Using the information:
- a) In the piece on the WHO leader, rewrite the stretch from "But while Tedros" through "and travel restrictions.", swapping "zero-Covid strategy" for "zero-Covid policy".
- b) Answer these about the piece on the WHO leader:
(i) What do Tedros's employees call him?
(ii) How old is Tedros?
(iii) In what year was the WHO founded?

Study text:
[Start of Attachment]

For better or worse, Covid-19 made Tedros Adhanom Ghebreyesus a target.
As the leader of the World Health Organisation throughout the pandemic, the immunologist from Ethiopia has been attacked on all sides. He’s been berated by Donald Trump for being soft on China, called “irresponsible” by Chinese officials, and knocked by health experts who said he was too cautious at the start of the outbreak.
But on a recent day at the WHO headquarters in Geneva, there was little sense of the tumult that surrounds him. Even here, there were hopeful signs of a new era; most employees, including Tedros, were not wearing masks.
Yet he disagrees with those who say the pandemic is over. “We’re still in the middle of a big war,” he says.
Tedros arrived in Washington, DC, on Monday, where he would meet senior US officials to push for more coronavirus assistance. At 57, he is the first African to lead the WHO, the top United Nations body dedicated to global health, and was recently reelected to a second term with bold plans to reform the system.
Though he has a reputation among some as a headstrong leader, Tedros is demure in person, self-conscious about being photographed in a rumpled shirt and explaining away an exercise bike sitting idly in his office. In the hallways of the WHO, Tedros greets everyone from senior officials to cafeteria staff. His employees call him “Dr T” and say he is a hands-on leader, peppering them with regular messages on WhatsApp.
But while Tedros has yet to catch the virus, his life, at the centre of the pandemic, has been infected by the chaos and conspiracy Covid-19 has created. Before the global outbreak, the WHO often worked behind the scenes, tracking disease clusters and providing technical guidance to governments. The agency was founded in 1948 to coordinate the UN’s public health work in the post-war period.
Now, Tedros has an alarm system installed at his home and faces growing calls from his staff to hire a permanent security team.
“Many life-threatening messages,” he says quietly over lunch. “Threats direct to my SMS. I don’t know how they got my number.”
Tedros, however, is not backing down. He has pressured China to revive an investigation into the origins of the virus and to roll back its “zero-Covid strategy,” which includes surveillance, isolation, harsh quarantines and travel restrictions.

[End of Attachment]

Supplied data:
[Start of Attachment]

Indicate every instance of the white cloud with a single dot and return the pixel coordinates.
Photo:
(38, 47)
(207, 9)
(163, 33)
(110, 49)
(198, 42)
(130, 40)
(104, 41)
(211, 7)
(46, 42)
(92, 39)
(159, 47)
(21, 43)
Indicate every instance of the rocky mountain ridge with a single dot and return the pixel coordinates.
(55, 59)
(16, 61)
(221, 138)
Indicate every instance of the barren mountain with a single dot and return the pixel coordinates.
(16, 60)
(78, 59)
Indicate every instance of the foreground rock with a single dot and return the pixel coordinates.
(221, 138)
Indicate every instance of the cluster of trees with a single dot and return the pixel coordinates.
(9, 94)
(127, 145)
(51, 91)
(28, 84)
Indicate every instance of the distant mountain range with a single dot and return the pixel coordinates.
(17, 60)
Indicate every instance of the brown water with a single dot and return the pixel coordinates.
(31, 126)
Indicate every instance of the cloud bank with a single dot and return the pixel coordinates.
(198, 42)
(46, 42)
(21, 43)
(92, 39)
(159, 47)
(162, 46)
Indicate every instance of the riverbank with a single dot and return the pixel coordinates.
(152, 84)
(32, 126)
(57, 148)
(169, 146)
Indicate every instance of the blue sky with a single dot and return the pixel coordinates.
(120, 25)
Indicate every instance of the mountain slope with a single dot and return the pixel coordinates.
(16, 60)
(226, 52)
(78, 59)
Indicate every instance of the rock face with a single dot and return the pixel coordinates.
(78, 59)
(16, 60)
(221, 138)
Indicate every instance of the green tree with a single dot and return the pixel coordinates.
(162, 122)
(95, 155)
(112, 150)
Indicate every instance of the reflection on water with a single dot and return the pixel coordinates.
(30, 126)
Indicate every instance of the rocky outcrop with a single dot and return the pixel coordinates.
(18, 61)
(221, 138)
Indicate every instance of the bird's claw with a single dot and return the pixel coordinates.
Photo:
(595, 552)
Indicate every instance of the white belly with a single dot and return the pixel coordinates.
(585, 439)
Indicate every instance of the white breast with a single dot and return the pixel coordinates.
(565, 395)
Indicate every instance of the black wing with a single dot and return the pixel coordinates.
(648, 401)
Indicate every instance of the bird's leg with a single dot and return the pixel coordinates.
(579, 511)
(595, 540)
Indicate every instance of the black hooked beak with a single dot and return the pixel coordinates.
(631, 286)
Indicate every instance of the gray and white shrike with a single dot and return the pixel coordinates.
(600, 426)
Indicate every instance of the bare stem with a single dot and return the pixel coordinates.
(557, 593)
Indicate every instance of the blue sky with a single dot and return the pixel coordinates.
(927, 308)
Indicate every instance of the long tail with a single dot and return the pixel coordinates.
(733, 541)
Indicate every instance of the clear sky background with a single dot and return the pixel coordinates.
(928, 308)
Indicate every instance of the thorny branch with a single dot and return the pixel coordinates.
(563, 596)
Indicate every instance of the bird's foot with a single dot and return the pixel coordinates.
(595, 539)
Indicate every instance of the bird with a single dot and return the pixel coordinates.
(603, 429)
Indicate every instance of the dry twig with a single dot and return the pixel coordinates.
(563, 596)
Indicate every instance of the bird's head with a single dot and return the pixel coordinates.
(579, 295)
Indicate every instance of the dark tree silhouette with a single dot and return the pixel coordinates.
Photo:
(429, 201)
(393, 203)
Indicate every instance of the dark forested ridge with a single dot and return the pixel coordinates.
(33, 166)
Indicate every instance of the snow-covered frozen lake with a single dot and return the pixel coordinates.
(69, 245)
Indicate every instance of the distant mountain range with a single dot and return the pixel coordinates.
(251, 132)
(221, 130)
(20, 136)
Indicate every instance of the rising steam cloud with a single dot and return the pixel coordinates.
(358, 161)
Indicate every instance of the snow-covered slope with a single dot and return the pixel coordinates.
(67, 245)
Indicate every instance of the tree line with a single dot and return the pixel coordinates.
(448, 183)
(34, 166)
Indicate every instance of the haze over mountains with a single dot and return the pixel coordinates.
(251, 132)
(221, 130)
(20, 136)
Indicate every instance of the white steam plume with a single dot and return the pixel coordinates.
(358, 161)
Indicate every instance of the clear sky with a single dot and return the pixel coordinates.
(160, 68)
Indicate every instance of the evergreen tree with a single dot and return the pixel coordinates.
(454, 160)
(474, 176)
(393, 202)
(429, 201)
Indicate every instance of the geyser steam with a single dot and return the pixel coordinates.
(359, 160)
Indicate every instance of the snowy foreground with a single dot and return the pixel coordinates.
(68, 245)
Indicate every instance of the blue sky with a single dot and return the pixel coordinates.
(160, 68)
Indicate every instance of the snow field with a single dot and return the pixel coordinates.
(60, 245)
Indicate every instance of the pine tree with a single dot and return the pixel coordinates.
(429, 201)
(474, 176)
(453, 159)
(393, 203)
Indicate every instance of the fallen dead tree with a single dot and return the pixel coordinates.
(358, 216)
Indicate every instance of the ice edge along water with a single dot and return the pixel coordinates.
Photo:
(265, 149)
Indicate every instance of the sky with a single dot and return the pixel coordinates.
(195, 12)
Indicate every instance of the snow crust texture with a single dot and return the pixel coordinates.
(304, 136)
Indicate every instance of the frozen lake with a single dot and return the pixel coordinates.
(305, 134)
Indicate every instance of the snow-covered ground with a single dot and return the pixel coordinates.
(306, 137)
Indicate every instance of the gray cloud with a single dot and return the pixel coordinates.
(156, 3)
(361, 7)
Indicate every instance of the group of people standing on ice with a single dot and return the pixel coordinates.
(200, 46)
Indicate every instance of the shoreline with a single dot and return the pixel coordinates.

[End of Attachment]

Solved problems:
- a)
But while Tedros has yet to catch the virus, his life, at the centre of the pandemic, has been infected by the chaos and conspiracy Covid-19 has created. Before the global outbreak, the WHO often worked behind the scenes, tracking disease clusters and providing technical guidance to governments. The agency was founded in 1948 to coordinate the UN’s public health work in the post-war period.
Now, Tedros has an alarm system installed at his home and faces growing calls from his staff to hire a permanent security team.
“Many life-threatening messages,” he says quietly over lunch. “Threats direct to my SMS. I don’t know how they got my number.”
Tedros, however, is not backing down. He has pressured China to revive an investigation into the origins of the virus and to roll back its “zero-Covid policy,” which includes surveillance, isolation, harsh quarantines and travel restrictions.

- b)
(i) "Dr T"
(ii) 57
(iii) 1948